**Tarefa proposta A:** Apresente como tabela Markdown, com as colunas n e Linha, as linhas dos registros que vão da linha que contém "It would be wonderful if you could highlight the grassy" até a linha que contém "16 48 577 374", numerando cada uma e deixando de fora as linhas em branco.

No começo do primeiro verso, RAPdura faz conexão entre o desolado sertão com world music, associando o repente nordestino com o freestyle do Hip Hop, como referência cita a música "Na Sombra do Juazeiro", de Elino Julião, ao filme 8Mile, estrelado pelo rapper Eminem, abordando o universo das batalhas de rimas, além de RAPdura brincar com as letras MC, de "Meu Ceará", no hip hop são acrônimo para "mestre de cerimônias", e um MC citado é MCharles, rapper do Cariri, região cearense onde está a cidade de Juazeiro do Norte. O cangaço e a figura de Padre Cicero também estão na poesia, são elementos importantes da cultura do nordeste, os mais conhecidos, são relacionados no contexto do duelo de rimas, como se o freestyle nordestino fosse uma forma de cangaço e o santo cearense o protetor dos que batalham.

 MCharles vencedor Nacional do Duelo de MC's

"Sou mandacaru, enfrento a seca, sou pior que esses males
Sombra de Juazeiro assombra eles nesse 8 Mile
Mister M no mic, mente mágica em freestyle
Muda a modalidade, M.C miserávi, M.Charles (Owww)
Rimo difícil e faço parecer fácil
Sai do edifício e pede Ciço pra sair vivo do nosso cangaço
O que 'cês querem ver? (Sangue!)
Sangue preto não estanca em terra branca, igual lama de mangue"


RAPdura faz uma critica ao fajuto rap gangster e sua estética cheia de muganga, ou seja, fantasiosa, onde peseudo rappers querem alimentar uma visão de glamour ao crime, enquanto reforça ser cria da Sapiranga, um dos bairros mais perigosos de Fortaleza. Há referência a fanpage Suricate Seboso, que ganhou fama por compartilhar nas redes sociais expressões cearenses em memes, e aqui o MC compara tais rappers com tais memes, a expressão "manga" vem de debochar, em alusão a falta de compromisso dos MC's de apartamento que ainda acham engraçado o desserviço que prestam. O artista também referencia sua própria obra em "Norte Nordeste Me Veste", música que faz ode a cultura nordestina e que ganhou destaque ao ser interpretada ao vivo junto a banda O Rappa. Ainda na critica aos artistas que não contribuem, RAPdura os trata como "cocô pro Cocó", em referencia a uma area verde na capital cearense, com edifícios residenciais construidos em cima de um espaço de preservação ambiental, onde provavelmente reside a maioria desses MC's.

**Material fornecido:**
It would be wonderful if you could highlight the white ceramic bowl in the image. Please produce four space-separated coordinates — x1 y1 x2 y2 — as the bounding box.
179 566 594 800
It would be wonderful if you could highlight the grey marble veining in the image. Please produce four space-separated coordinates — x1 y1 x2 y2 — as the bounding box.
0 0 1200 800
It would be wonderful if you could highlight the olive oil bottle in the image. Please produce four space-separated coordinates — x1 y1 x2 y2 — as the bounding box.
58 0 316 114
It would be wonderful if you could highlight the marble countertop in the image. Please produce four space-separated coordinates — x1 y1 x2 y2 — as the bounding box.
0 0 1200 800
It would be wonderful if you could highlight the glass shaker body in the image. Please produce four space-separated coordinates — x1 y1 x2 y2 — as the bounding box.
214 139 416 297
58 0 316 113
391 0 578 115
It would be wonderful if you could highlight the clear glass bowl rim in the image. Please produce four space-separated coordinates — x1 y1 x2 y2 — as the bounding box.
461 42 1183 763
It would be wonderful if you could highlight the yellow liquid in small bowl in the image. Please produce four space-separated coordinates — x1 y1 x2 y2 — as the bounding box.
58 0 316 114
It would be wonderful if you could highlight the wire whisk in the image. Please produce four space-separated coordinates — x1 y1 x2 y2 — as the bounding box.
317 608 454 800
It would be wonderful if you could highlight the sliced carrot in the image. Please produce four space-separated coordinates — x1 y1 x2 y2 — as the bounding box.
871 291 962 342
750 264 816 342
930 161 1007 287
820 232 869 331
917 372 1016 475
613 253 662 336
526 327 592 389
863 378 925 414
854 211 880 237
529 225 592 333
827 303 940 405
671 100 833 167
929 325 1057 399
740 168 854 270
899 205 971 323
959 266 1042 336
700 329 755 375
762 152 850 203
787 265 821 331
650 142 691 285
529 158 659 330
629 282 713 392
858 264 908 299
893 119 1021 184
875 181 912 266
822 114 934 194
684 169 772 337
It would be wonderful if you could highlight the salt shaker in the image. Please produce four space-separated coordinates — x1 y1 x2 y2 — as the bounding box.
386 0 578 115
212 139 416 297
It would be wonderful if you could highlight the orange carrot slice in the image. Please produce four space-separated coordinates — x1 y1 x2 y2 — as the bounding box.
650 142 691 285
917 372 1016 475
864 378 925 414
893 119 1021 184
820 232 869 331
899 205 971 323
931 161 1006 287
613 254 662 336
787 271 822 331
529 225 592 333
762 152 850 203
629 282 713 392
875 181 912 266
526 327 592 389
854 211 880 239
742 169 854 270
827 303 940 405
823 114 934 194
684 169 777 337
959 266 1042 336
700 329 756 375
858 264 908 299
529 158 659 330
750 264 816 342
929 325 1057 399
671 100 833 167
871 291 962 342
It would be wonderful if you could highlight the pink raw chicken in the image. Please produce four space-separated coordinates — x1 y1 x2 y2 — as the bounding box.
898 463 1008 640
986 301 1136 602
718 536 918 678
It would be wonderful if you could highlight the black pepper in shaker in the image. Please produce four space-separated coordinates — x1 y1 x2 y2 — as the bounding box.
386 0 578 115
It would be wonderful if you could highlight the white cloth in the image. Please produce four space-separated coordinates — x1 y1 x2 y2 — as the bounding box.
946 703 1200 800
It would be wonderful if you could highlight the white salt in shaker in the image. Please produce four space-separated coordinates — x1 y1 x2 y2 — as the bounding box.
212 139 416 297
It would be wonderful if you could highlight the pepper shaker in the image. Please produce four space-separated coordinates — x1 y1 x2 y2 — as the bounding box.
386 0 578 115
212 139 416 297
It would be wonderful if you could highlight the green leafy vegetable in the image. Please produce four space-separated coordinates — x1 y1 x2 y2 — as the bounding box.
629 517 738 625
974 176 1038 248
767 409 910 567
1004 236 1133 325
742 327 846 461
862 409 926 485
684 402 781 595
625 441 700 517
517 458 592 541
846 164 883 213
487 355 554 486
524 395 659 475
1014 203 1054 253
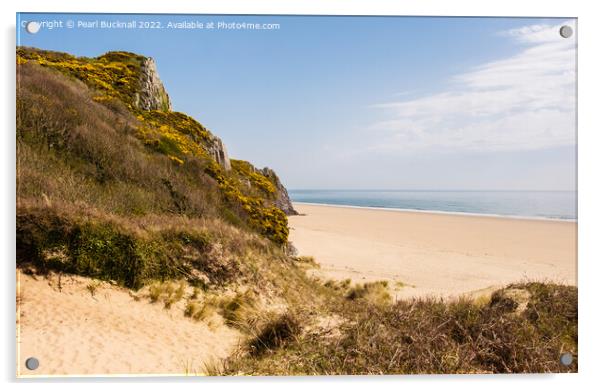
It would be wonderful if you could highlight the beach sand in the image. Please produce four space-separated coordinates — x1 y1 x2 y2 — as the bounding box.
17 270 240 376
289 203 577 298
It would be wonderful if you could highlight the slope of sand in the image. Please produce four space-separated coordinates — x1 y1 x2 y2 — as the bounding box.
289 203 577 298
17 271 239 376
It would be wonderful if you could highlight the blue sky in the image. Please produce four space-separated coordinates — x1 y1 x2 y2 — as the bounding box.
18 14 576 190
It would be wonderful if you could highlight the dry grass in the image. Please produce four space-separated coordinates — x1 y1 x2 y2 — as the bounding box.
225 283 577 375
346 281 391 305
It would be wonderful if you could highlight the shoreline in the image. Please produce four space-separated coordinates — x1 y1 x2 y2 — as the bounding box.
289 202 577 298
291 200 578 223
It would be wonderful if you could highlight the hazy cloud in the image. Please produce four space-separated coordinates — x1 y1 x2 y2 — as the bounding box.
371 22 576 151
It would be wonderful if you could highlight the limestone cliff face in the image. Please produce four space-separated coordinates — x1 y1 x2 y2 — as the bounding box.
134 57 231 171
208 136 232 171
260 167 299 216
134 57 171 111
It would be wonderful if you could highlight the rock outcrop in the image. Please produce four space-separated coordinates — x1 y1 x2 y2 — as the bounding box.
260 167 299 216
134 57 171 111
208 136 232 171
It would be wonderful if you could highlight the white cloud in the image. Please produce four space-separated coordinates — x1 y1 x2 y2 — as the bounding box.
371 22 576 151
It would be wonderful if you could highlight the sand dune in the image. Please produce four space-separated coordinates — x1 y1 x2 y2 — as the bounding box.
289 203 577 297
17 273 239 376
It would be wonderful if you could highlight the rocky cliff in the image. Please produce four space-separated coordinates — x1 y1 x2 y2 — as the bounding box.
17 47 296 233
260 167 299 216
134 57 171 111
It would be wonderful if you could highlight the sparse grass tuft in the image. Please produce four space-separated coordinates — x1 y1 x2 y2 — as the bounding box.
346 281 391 305
249 312 302 356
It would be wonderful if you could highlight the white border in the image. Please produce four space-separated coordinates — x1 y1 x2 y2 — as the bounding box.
0 0 602 391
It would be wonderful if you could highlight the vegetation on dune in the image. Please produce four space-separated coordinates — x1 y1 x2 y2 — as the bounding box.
16 48 577 375
222 283 577 375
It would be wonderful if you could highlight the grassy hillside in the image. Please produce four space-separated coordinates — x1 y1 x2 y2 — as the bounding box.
16 48 577 374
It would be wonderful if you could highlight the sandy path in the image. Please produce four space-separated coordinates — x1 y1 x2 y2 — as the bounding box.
17 273 239 376
289 204 577 297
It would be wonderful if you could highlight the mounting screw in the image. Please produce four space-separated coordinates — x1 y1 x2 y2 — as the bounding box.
560 353 573 367
560 26 573 38
25 357 40 371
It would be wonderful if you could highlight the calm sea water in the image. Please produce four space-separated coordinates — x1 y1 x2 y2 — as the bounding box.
289 190 577 220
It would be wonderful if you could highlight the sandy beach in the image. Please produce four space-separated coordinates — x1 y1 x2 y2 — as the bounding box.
17 271 240 376
289 203 577 298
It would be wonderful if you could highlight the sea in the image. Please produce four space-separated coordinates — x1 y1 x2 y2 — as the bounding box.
289 189 577 221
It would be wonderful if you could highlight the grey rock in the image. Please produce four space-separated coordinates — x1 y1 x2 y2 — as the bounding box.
208 136 232 171
134 57 171 111
259 167 299 216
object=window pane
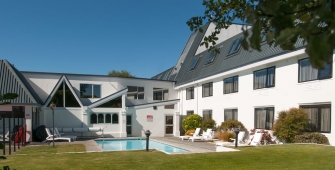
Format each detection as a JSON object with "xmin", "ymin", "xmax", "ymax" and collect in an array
[
  {"xmin": 254, "ymin": 69, "xmax": 267, "ymax": 89},
  {"xmin": 153, "ymin": 88, "xmax": 163, "ymax": 100},
  {"xmin": 98, "ymin": 114, "xmax": 104, "ymax": 123},
  {"xmin": 64, "ymin": 83, "xmax": 80, "ymax": 107},
  {"xmin": 112, "ymin": 113, "xmax": 119, "ymax": 124},
  {"xmin": 105, "ymin": 114, "xmax": 112, "ymax": 123},
  {"xmin": 266, "ymin": 68, "xmax": 275, "ymax": 87},
  {"xmin": 93, "ymin": 85, "xmax": 101, "ymax": 98},
  {"xmin": 80, "ymin": 84, "xmax": 92, "ymax": 98},
  {"xmin": 165, "ymin": 126, "xmax": 173, "ymax": 134},
  {"xmin": 90, "ymin": 114, "xmax": 97, "ymax": 124},
  {"xmin": 165, "ymin": 116, "xmax": 173, "ymax": 125}
]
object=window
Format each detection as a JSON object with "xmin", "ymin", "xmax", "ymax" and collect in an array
[
  {"xmin": 165, "ymin": 116, "xmax": 173, "ymax": 135},
  {"xmin": 80, "ymin": 84, "xmax": 101, "ymax": 98},
  {"xmin": 153, "ymin": 88, "xmax": 169, "ymax": 100},
  {"xmin": 205, "ymin": 50, "xmax": 218, "ymax": 65},
  {"xmin": 187, "ymin": 57, "xmax": 199, "ymax": 71},
  {"xmin": 224, "ymin": 109, "xmax": 238, "ymax": 121},
  {"xmin": 228, "ymin": 37, "xmax": 243, "ymax": 55},
  {"xmin": 223, "ymin": 76, "xmax": 238, "ymax": 94},
  {"xmin": 163, "ymin": 70, "xmax": 171, "ymax": 80},
  {"xmin": 105, "ymin": 114, "xmax": 112, "ymax": 123},
  {"xmin": 299, "ymin": 58, "xmax": 332, "ymax": 83},
  {"xmin": 112, "ymin": 113, "xmax": 119, "ymax": 124},
  {"xmin": 186, "ymin": 87, "xmax": 194, "ymax": 100},
  {"xmin": 254, "ymin": 107, "xmax": 274, "ymax": 130},
  {"xmin": 202, "ymin": 110, "xmax": 212, "ymax": 120},
  {"xmin": 127, "ymin": 86, "xmax": 144, "ymax": 100},
  {"xmin": 90, "ymin": 113, "xmax": 119, "ymax": 124},
  {"xmin": 164, "ymin": 104, "xmax": 174, "ymax": 109},
  {"xmin": 202, "ymin": 82, "xmax": 213, "ymax": 97},
  {"xmin": 300, "ymin": 104, "xmax": 331, "ymax": 133},
  {"xmin": 96, "ymin": 96, "xmax": 122, "ymax": 108},
  {"xmin": 186, "ymin": 110, "xmax": 194, "ymax": 116},
  {"xmin": 254, "ymin": 67, "xmax": 275, "ymax": 89},
  {"xmin": 48, "ymin": 82, "xmax": 80, "ymax": 107}
]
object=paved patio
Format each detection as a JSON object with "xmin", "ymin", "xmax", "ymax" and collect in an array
[{"xmin": 45, "ymin": 137, "xmax": 239, "ymax": 154}]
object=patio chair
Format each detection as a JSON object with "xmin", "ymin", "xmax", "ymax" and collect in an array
[
  {"xmin": 250, "ymin": 133, "xmax": 263, "ymax": 146},
  {"xmin": 188, "ymin": 129, "xmax": 213, "ymax": 142},
  {"xmin": 215, "ymin": 131, "xmax": 245, "ymax": 146},
  {"xmin": 43, "ymin": 128, "xmax": 72, "ymax": 142},
  {"xmin": 179, "ymin": 128, "xmax": 200, "ymax": 140},
  {"xmin": 50, "ymin": 127, "xmax": 77, "ymax": 141}
]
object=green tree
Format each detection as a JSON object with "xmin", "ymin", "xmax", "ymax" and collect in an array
[
  {"xmin": 187, "ymin": 0, "xmax": 335, "ymax": 68},
  {"xmin": 108, "ymin": 70, "xmax": 135, "ymax": 77},
  {"xmin": 0, "ymin": 93, "xmax": 19, "ymax": 149},
  {"xmin": 272, "ymin": 108, "xmax": 309, "ymax": 143}
]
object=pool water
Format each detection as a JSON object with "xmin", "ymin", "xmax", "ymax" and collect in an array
[{"xmin": 95, "ymin": 139, "xmax": 188, "ymax": 153}]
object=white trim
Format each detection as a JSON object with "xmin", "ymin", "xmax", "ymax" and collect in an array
[
  {"xmin": 128, "ymin": 100, "xmax": 179, "ymax": 110},
  {"xmin": 174, "ymin": 48, "xmax": 305, "ymax": 90}
]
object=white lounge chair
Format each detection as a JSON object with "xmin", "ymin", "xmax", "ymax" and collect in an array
[
  {"xmin": 250, "ymin": 133, "xmax": 263, "ymax": 146},
  {"xmin": 179, "ymin": 128, "xmax": 200, "ymax": 140},
  {"xmin": 188, "ymin": 129, "xmax": 213, "ymax": 142},
  {"xmin": 215, "ymin": 131, "xmax": 245, "ymax": 146},
  {"xmin": 45, "ymin": 128, "xmax": 72, "ymax": 142},
  {"xmin": 50, "ymin": 127, "xmax": 77, "ymax": 141}
]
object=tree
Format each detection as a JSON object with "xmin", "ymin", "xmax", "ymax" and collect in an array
[
  {"xmin": 187, "ymin": 0, "xmax": 335, "ymax": 68},
  {"xmin": 108, "ymin": 70, "xmax": 135, "ymax": 77}
]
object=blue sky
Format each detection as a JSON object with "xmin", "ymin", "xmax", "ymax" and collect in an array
[{"xmin": 0, "ymin": 0, "xmax": 205, "ymax": 78}]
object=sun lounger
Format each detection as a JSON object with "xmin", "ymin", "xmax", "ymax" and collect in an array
[
  {"xmin": 179, "ymin": 128, "xmax": 200, "ymax": 140},
  {"xmin": 45, "ymin": 128, "xmax": 72, "ymax": 142}
]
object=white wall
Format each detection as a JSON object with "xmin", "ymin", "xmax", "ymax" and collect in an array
[{"xmin": 176, "ymin": 52, "xmax": 335, "ymax": 145}]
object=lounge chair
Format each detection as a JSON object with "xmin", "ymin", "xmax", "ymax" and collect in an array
[
  {"xmin": 50, "ymin": 127, "xmax": 77, "ymax": 141},
  {"xmin": 179, "ymin": 128, "xmax": 200, "ymax": 140},
  {"xmin": 45, "ymin": 128, "xmax": 72, "ymax": 142},
  {"xmin": 215, "ymin": 131, "xmax": 245, "ymax": 146},
  {"xmin": 188, "ymin": 129, "xmax": 213, "ymax": 142},
  {"xmin": 0, "ymin": 130, "xmax": 9, "ymax": 142},
  {"xmin": 250, "ymin": 133, "xmax": 263, "ymax": 146}
]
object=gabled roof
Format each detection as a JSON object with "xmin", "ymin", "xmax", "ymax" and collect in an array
[
  {"xmin": 43, "ymin": 75, "xmax": 83, "ymax": 107},
  {"xmin": 87, "ymin": 88, "xmax": 128, "ymax": 109},
  {"xmin": 0, "ymin": 60, "xmax": 43, "ymax": 104}
]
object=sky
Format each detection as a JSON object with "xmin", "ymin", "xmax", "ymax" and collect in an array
[{"xmin": 0, "ymin": 0, "xmax": 205, "ymax": 78}]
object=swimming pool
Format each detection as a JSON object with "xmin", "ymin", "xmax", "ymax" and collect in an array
[{"xmin": 95, "ymin": 139, "xmax": 189, "ymax": 153}]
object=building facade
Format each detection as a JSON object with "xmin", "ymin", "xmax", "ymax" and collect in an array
[{"xmin": 0, "ymin": 23, "xmax": 335, "ymax": 145}]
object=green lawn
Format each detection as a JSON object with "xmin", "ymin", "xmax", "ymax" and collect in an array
[{"xmin": 0, "ymin": 144, "xmax": 335, "ymax": 170}]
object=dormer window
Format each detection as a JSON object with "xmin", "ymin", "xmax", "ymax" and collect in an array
[
  {"xmin": 228, "ymin": 37, "xmax": 243, "ymax": 55},
  {"xmin": 187, "ymin": 57, "xmax": 199, "ymax": 71}
]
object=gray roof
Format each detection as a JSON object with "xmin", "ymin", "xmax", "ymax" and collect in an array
[{"xmin": 154, "ymin": 24, "xmax": 304, "ymax": 86}]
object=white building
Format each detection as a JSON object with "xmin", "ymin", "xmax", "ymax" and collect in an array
[{"xmin": 0, "ymin": 24, "xmax": 335, "ymax": 145}]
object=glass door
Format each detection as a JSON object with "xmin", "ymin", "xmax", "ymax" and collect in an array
[
  {"xmin": 126, "ymin": 115, "xmax": 131, "ymax": 136},
  {"xmin": 165, "ymin": 116, "xmax": 173, "ymax": 135}
]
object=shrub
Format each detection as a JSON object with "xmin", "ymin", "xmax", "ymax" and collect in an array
[
  {"xmin": 182, "ymin": 114, "xmax": 202, "ymax": 131},
  {"xmin": 185, "ymin": 129, "xmax": 195, "ymax": 136},
  {"xmin": 202, "ymin": 119, "xmax": 216, "ymax": 131},
  {"xmin": 294, "ymin": 132, "xmax": 329, "ymax": 145},
  {"xmin": 220, "ymin": 120, "xmax": 246, "ymax": 131},
  {"xmin": 215, "ymin": 131, "xmax": 236, "ymax": 142},
  {"xmin": 272, "ymin": 108, "xmax": 308, "ymax": 143}
]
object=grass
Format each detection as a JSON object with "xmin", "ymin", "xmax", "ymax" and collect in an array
[{"xmin": 0, "ymin": 144, "xmax": 335, "ymax": 170}]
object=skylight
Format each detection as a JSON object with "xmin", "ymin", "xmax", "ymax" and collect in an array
[
  {"xmin": 228, "ymin": 37, "xmax": 243, "ymax": 55},
  {"xmin": 187, "ymin": 57, "xmax": 199, "ymax": 71}
]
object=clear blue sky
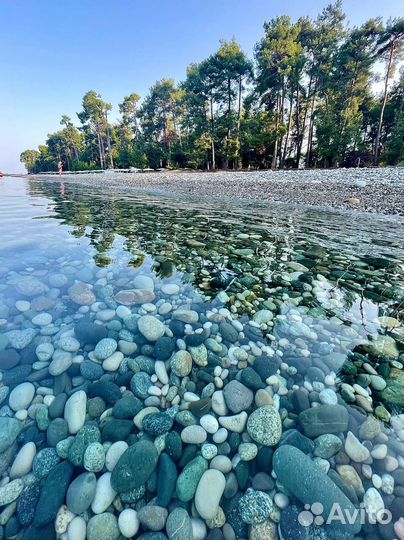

**Tarefa proposta B:** Copie do texto fornecido, sem nenhuma alteração, o trecho que vai de "MCharles vencedor Nacional" até "miserávi, M.Charles (Owww)".

**Resposta A:**
| n | Linha |
|---|---|
| 1 | It would be wonderful if you could highlight the grassy hillside in the image. Please produce four space-separated coordinates — x1 y1 x2 y2 — as the bounding box. |
| 2 | 16 48 577 374 |

**Resposta B:**
MCharles vencedor Nacional do Duelo de MC's

"Sou mandacaru, enfrento a seca, sou pior que esses males
Sombra de Juazeiro assombra eles nesse 8 Mile
Mister M no mic, mente mágica em freestyle
Muda a modalidade, M.C miserávi, M.Charles (Owww)